[Extracted records]
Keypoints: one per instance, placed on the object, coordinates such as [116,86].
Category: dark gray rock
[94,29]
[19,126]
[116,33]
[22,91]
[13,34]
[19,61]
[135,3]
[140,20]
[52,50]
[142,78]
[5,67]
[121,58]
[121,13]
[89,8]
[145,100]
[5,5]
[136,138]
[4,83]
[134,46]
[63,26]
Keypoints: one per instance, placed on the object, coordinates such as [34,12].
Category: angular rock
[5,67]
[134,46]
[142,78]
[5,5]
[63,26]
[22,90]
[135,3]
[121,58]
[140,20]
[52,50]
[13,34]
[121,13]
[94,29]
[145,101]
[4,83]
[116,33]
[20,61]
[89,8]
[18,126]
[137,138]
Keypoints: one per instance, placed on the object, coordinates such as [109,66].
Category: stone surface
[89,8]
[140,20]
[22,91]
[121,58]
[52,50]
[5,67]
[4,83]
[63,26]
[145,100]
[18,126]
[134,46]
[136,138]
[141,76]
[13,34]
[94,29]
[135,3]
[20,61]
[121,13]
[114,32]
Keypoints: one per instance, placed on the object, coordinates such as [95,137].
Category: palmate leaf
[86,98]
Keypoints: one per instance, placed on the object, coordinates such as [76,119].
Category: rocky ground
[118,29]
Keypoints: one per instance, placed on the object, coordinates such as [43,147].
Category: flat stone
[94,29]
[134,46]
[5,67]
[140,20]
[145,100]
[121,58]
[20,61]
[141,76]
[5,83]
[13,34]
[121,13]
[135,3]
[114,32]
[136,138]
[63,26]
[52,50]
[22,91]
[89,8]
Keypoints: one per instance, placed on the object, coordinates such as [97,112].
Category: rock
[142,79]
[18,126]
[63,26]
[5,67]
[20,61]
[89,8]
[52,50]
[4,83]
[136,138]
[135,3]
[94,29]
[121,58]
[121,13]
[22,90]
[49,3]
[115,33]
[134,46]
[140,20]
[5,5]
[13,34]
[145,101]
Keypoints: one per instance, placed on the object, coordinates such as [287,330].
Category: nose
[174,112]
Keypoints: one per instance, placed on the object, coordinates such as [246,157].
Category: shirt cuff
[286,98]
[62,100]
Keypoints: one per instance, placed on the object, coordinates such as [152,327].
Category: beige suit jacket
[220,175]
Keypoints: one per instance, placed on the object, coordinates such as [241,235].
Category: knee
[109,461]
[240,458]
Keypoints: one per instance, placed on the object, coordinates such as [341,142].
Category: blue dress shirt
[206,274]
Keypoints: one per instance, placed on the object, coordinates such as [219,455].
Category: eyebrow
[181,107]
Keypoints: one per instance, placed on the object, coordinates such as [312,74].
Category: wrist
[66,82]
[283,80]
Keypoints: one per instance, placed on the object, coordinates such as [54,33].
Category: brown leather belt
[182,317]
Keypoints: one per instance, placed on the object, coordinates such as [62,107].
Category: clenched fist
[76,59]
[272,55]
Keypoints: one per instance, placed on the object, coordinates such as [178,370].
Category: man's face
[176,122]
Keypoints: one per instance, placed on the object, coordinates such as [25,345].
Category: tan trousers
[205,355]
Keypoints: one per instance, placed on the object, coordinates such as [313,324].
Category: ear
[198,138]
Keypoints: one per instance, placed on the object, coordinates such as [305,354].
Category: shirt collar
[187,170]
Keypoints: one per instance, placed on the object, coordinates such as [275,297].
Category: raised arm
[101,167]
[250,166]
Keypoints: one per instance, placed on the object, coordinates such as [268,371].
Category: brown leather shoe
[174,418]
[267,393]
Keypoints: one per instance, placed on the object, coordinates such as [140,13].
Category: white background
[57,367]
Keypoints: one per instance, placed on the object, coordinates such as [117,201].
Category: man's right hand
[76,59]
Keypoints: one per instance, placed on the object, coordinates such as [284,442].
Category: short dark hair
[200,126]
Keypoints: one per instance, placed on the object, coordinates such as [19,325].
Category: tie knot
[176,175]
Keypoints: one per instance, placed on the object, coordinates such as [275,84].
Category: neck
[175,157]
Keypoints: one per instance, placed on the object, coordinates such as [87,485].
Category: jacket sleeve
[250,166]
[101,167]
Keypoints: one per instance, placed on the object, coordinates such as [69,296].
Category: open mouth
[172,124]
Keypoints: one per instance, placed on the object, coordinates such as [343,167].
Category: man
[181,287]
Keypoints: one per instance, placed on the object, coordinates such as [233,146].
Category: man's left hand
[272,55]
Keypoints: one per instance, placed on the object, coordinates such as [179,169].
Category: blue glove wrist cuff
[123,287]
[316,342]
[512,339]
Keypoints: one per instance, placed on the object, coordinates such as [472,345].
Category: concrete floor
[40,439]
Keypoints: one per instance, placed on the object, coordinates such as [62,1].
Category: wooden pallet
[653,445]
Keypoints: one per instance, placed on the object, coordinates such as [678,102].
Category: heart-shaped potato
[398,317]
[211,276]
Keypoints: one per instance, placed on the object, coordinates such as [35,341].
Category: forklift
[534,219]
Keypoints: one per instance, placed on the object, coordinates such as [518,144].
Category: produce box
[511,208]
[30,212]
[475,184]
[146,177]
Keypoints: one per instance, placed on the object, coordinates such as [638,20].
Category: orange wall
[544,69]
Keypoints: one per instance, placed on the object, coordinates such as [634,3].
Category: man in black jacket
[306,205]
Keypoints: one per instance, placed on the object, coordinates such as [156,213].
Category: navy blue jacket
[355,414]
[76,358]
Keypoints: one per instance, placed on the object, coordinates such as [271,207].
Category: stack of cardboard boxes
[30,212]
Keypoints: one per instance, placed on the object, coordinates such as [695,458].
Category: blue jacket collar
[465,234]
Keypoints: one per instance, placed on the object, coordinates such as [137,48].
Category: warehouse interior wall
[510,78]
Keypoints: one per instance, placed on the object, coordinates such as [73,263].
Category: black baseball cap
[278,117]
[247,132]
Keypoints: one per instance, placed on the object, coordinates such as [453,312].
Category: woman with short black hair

Work to complete: Write out each entry again, word for word.

Result below:
Keypoints: one per instance, placed on the object, coordinates such as [116,86].
Category: dark gray rock
[94,29]
[19,126]
[116,33]
[22,91]
[13,34]
[19,61]
[135,3]
[140,20]
[52,50]
[142,78]
[5,67]
[121,58]
[121,13]
[89,8]
[145,100]
[5,5]
[136,138]
[4,83]
[134,46]
[63,26]
Keypoints: one per instance, placed on the object, coordinates such as [34,12].
Category: angular rock
[5,67]
[134,46]
[142,78]
[5,5]
[63,26]
[22,90]
[135,3]
[121,58]
[140,20]
[52,50]
[13,34]
[121,13]
[94,29]
[145,101]
[4,83]
[116,33]
[20,61]
[89,8]
[18,126]
[137,138]
Keypoints: one per instance, placed on the object, coordinates such as [109,66].
Category: stone surface
[89,8]
[140,20]
[22,91]
[121,58]
[52,50]
[5,67]
[4,83]
[63,26]
[145,100]
[18,126]
[134,46]
[136,138]
[141,76]
[13,34]
[94,29]
[135,3]
[20,61]
[121,13]
[114,32]
Keypoints: one per instance, placed on the object, coordinates such as [95,137].
Category: palmate leaf
[86,98]
Keypoints: one per instance, placed on the object, coordinates such as [76,119].
Category: rocky ground
[118,29]
Keypoints: one per instance, placed on the object, coordinates such as [43,147].
Category: flat stone
[94,29]
[134,46]
[5,67]
[140,20]
[145,100]
[121,58]
[20,61]
[141,76]
[5,83]
[13,34]
[121,13]
[135,3]
[114,32]
[136,138]
[63,26]
[52,50]
[22,91]
[89,8]
Keypoints: one per instance, placed on the object, coordinates such as [97,112].
Category: rock
[142,79]
[18,126]
[63,26]
[5,67]
[20,61]
[89,8]
[52,50]
[4,83]
[136,138]
[135,3]
[94,29]
[121,58]
[121,13]
[22,90]
[49,3]
[115,33]
[134,46]
[140,20]
[5,5]
[13,34]
[145,101]
Keypoints: one per instance, placed on the object, coordinates such as [287,330].
Category: nose
[174,112]
Keypoints: one per instance, placed on the object, coordinates such as [246,157].
Category: shirt cuff
[286,98]
[62,100]
Keypoints: one per instance, placed on the object, coordinates such as [152,327].
Category: beige suit jacket
[220,175]
Keypoints: one per instance, placed on the object, coordinates such as [241,235].
Category: knee
[109,461]
[240,458]
Keypoints: one per instance, placed on the object, coordinates such as [341,142].
Category: blue dress shirt
[206,274]
Keypoints: one per instance, placed on the object, coordinates such as [219,455].
Category: eyebrow
[181,107]
Keypoints: one per instance, placed on the object, coordinates such as [312,74].
Category: wrist
[66,82]
[283,80]
Keypoints: one per instance, placed on the object, coordinates such as [54,33].
Category: brown leather belt
[182,317]
Keypoints: one per instance, placed on the object, coordinates such as [62,107].
Category: clenched fist
[76,59]
[272,55]
Keypoints: one per instance, placed on the object, coordinates such as [178,370].
Category: man's face
[176,122]
Keypoints: one per instance, placed on the object, coordinates such as [25,345].
Category: tan trousers
[205,355]
Keypoints: one per instance, placed on the object, coordinates such as [313,324].
Category: ear
[198,138]
Keypoints: one per instance, placed on the object, coordinates such as [305,354].
Category: shirt collar
[187,170]
Keypoints: one per instance, placed on the object, coordinates such as [275,297].
Category: raised arm
[101,167]
[250,166]
Keypoints: one per instance, placed on the object, coordinates such as [268,371].
Category: brown leather shoe
[174,418]
[267,393]
Keypoints: one per instance, placed on the object, coordinates such as [140,13].
Category: white background
[57,367]
Keypoints: one per instance, placed on the object, coordinates such as [117,201].
Category: man's right hand
[76,59]
Keypoints: one per instance, placed on the object, coordinates such as [284,442].
Category: short dark hair
[200,126]
Keypoints: one per instance, placed on the object, coordinates such as [19,325].
Category: tie knot
[176,175]
Keypoints: one per instance, placed on the object, coordinates such as [275,84].
Category: neck
[175,157]
Keypoints: one per instance, placed on the object, coordinates such as [87,485].
Category: jacket sleeve
[250,166]
[101,167]
Keypoints: one per instance, placed on the object, coordinates such as [69,296].
Category: open mouth
[172,124]
Keypoints: one per instance, placed on the object, coordinates such as [343,167].
Category: man
[181,287]
Keypoints: one per instance, placed on the object, coordinates such as [233,146].
Category: man's left hand
[272,55]
Keypoints: one per instance, placed on the object, coordinates such as [179,169].
Category: blue glove wrist cuff
[123,287]
[316,342]
[512,339]
Keypoints: one per instance, placed on the object, coordinates such as [472,345].
Category: concrete floor
[40,439]
Keypoints: one per instance, placed on the object, coordinates such as [62,1].
Category: wooden pallet
[653,445]
Keypoints: one per instance, placed on the object, coordinates such as [678,102].
Category: heart-shaped potato
[398,317]
[211,276]
Keypoints: one per instance, placed on the object, coordinates such as [35,341].
Category: forklift
[534,219]
Keypoints: one per instance, placed on the object, coordinates such as [518,144].
Category: produce box
[511,208]
[30,212]
[475,184]
[146,177]
Keypoints: one per instance, placed on the object, coordinates such as [638,20].
Category: orange wall
[544,69]
Keypoints: one per instance, placed on the object, coordinates such as [634,3].
Category: man in black jacket
[306,205]
Keypoints: one per instance, placed on the object, coordinates such as [156,213].
Category: navy blue jacket
[355,414]
[76,358]
Keypoints: one per instance, placed on the object, coordinates such as [271,207].
Category: stack of cardboard boxes
[30,212]
Keypoints: one per instance, placed on the object, coordinates such as [695,458].
Category: blue jacket collar
[465,234]
Keypoints: one per instance, placed on the object, coordinates such as [137,48].
Category: warehouse interior wall
[510,78]
Keypoints: one per instance, placed on the object, coordinates such as [73,263].
Category: black baseball cap
[278,117]
[247,132]
Keypoints: one per instance, placed on the object, coordinates such as [453,312].
Category: woman with short black hair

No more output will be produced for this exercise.